* [Work required] Please state how much statistical power the scipy.stats.wilcoxon guide says is typically lost compared to the t-test when the data is actually normal.

* [Document segment]
------

How to Use scipy.stats.wilcoxon in Python

Key Insights

The Wilcoxon signed-rank test is your go-to method when paired data violates normality assumptions—it tests whether the median difference between pairs equals zero without requiring normally distributed differences.
Use alternative='two-sided' for exploratory analysis and switch to 'greater' or 'less' only when you have a directional hypothesis established before seeing the data.
Always check for ties and zero differences in your data; the zero_method parameter significantly affects results with small samples, and mode='exact' gives more reliable p-values when n < 25.

Introduction to the Wilcoxon Signed-Rank Test

The Wilcoxon signed-rank test solves a common problem: you have paired measurements, but your data doesn’t meet the normality assumptions required by the paired t-test. Maybe you’re comparing user engagement before and after a feature change, or measuring patient outcomes pre- and post-treatment. The differences between pairs are skewed, contain outliers, or come from ordinal scales.

Unlike the paired t-test, which assumes differences follow a normal distribution, the Wilcoxon test works with ranks. It asks: are positive differences systematically larger (or smaller) than negative differences? This makes it robust to outliers and appropriate for ordinal data.

Here’s when to reach for scipy.stats.wilcoxon:

Your paired differences aren’t normally distributed (check with Shapiro-Wilk)
You have ordinal data (ratings, rankings, Likert scales)
Outliers exist and you can’t justify removing them
Sample sizes are small and normality is hard to verify

The trade-off? You lose some statistical power compared to the t-test when data actually is normal. In practice, this power loss is often minimal—around 5%—making the Wilcoxon test a safe default for paired comparisons.

Function Syntax and Parameters

The scipy.stats.wilcoxon function packs considerable flexibility into its interface:

from scipy.stats import wilcoxon

result = wilcoxon(
    x,                    # First sample or differences
    y=None,               # Second sample (optional)
    zero_method='wilcox', # How to handle zero differences
    correction=False,     # Continuity correction for normal approx
    alternative='two-sided',  # 'two-sided', 'greater', or 'less'
    mode='auto',          # 'auto', 'exact', or 'approx'
    method=None,          # Deprecated, use mode instead
)

Key parameters explained:

x and y: Pass either the differences directly in x, or two paired samples in x and y. The function computes x - y internally.

------

Stored items from a collection:
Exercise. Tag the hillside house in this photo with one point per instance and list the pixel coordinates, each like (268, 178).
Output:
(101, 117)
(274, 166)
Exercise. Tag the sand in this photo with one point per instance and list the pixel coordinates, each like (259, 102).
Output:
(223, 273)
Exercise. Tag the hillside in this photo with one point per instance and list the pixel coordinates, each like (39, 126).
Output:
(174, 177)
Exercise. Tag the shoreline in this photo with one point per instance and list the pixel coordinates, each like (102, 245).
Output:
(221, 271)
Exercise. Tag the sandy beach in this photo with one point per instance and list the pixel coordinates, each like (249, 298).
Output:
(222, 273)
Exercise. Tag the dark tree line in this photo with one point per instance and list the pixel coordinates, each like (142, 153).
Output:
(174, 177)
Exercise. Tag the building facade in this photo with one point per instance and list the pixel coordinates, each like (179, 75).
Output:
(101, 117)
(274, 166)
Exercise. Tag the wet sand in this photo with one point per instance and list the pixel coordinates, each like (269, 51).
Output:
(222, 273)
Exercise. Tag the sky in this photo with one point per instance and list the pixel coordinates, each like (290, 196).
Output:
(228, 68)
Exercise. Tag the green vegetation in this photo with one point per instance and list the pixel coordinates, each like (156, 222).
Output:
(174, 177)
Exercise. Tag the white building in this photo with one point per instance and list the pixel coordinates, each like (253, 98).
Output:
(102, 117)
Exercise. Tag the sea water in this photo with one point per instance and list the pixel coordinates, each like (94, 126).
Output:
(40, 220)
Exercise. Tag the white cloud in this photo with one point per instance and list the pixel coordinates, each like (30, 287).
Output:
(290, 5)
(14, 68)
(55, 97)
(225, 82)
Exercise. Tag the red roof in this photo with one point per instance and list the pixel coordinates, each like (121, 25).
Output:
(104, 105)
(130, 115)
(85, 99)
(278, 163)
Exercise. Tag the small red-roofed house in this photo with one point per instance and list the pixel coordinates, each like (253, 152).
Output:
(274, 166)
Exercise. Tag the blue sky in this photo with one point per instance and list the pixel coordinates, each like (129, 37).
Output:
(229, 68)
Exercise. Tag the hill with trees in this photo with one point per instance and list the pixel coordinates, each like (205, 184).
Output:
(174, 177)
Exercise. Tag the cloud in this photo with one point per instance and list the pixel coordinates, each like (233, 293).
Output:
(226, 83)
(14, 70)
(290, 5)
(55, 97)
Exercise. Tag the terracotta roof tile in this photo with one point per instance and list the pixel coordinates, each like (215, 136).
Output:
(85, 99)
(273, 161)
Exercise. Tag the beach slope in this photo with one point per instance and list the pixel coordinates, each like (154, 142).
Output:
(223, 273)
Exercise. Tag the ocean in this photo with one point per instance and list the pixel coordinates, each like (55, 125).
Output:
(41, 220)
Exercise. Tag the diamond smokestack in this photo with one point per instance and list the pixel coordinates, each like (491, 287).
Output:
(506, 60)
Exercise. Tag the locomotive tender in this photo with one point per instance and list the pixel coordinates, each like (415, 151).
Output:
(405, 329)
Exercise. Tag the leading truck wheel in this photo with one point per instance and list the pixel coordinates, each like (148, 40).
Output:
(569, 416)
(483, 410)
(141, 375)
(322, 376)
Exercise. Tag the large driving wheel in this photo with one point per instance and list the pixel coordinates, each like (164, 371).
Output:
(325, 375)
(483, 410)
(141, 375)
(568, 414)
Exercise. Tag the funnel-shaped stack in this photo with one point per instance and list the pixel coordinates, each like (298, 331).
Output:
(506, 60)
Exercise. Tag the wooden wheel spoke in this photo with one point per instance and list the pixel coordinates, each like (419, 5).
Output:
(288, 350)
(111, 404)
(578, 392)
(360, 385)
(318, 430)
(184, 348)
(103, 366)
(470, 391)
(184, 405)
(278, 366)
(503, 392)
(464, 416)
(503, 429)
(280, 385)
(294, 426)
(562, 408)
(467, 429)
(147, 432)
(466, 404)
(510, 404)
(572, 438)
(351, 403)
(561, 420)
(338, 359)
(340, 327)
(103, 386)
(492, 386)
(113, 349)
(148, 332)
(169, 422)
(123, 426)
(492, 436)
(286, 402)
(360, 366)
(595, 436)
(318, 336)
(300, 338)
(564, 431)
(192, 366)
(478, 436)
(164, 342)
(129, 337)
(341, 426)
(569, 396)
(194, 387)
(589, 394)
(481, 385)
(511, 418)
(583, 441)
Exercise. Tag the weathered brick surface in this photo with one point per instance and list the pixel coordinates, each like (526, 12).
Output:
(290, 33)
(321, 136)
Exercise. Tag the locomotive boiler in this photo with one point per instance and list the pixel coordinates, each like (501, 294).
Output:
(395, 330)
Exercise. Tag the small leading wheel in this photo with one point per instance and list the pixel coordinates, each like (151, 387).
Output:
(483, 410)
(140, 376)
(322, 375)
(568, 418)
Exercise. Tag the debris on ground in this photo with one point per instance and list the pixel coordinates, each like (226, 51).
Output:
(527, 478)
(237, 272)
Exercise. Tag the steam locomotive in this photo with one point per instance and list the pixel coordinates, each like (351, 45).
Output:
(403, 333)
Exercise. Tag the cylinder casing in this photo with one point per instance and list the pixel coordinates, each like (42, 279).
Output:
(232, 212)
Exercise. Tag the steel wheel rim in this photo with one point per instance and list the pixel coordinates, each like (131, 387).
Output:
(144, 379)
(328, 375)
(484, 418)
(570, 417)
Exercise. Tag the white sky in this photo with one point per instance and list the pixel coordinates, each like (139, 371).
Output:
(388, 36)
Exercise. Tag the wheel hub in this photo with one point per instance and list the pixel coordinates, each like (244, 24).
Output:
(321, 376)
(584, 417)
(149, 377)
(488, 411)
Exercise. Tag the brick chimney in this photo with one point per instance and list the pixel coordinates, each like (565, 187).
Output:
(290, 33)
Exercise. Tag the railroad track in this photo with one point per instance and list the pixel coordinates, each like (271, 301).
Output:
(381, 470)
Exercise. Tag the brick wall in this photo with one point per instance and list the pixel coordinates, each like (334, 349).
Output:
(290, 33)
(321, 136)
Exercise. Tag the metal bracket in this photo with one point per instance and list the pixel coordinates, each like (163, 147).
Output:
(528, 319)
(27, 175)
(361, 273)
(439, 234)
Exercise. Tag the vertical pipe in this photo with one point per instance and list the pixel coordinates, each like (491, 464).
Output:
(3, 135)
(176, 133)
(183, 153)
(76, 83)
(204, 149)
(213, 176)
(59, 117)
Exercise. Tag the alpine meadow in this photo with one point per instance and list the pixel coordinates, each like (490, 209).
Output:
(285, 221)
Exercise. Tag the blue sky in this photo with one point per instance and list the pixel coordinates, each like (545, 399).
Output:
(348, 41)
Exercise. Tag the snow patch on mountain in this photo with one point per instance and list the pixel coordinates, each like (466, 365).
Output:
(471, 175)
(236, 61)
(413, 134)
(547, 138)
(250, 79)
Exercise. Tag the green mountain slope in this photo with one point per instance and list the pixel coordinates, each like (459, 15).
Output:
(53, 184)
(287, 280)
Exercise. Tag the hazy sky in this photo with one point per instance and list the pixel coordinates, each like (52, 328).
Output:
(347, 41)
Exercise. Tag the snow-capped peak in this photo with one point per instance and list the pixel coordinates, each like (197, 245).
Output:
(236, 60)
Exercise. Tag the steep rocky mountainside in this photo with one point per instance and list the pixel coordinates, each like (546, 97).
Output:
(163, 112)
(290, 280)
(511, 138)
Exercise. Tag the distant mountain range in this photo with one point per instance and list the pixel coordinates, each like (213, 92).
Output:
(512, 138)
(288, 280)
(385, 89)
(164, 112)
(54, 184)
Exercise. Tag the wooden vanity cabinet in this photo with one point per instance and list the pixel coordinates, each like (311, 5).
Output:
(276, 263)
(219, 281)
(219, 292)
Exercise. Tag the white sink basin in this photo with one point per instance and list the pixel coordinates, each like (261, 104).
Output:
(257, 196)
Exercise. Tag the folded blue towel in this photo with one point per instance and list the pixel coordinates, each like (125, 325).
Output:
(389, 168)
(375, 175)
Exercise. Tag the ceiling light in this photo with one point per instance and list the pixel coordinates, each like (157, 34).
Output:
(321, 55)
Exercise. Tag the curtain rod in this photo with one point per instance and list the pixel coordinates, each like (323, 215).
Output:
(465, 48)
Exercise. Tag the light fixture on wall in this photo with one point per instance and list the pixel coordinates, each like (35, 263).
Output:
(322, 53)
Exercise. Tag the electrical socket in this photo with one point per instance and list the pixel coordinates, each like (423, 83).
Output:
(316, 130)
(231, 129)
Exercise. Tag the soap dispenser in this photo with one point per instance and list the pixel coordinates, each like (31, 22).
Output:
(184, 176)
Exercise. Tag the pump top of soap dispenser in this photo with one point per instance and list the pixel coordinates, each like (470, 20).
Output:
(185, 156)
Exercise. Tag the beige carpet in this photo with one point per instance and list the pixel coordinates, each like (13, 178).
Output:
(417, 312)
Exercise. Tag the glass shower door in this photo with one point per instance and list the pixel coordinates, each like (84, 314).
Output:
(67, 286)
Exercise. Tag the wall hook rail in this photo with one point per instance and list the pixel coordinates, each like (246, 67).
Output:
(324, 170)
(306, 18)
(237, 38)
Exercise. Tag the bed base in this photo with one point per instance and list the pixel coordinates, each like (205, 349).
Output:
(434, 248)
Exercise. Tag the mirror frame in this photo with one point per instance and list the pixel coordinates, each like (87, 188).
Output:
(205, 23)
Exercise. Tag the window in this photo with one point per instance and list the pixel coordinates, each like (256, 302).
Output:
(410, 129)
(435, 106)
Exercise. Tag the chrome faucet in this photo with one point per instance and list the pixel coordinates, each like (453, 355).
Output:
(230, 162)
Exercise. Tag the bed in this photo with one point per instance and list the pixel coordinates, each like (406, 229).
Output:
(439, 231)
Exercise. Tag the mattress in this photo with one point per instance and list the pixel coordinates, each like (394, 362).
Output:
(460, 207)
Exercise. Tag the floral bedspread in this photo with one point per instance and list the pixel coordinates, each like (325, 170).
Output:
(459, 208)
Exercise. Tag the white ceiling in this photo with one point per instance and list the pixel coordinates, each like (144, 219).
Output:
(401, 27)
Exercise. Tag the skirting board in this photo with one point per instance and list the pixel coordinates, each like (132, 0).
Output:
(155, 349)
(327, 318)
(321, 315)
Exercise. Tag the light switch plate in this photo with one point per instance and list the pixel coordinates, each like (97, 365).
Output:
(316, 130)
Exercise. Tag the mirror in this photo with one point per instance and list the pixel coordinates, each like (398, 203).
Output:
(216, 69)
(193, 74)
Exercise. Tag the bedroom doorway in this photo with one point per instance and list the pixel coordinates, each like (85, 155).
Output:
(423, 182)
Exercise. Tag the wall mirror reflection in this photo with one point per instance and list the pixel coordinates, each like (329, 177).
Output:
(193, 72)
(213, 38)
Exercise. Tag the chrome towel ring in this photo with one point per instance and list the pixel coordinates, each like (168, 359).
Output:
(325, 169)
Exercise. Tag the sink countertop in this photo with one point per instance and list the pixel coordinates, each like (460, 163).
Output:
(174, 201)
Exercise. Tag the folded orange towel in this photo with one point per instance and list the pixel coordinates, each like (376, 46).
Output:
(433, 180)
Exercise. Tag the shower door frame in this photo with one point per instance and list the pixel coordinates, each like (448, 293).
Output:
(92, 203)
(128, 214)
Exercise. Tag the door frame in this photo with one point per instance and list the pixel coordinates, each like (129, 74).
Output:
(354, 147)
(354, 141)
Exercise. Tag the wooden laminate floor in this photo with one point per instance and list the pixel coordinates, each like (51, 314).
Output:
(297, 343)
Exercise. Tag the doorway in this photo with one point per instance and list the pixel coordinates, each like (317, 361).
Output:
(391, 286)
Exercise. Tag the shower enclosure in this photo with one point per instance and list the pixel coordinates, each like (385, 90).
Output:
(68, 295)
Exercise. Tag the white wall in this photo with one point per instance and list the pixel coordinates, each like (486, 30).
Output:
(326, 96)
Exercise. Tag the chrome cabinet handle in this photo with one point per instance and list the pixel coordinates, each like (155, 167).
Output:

------

* [Answer space] Around 5%.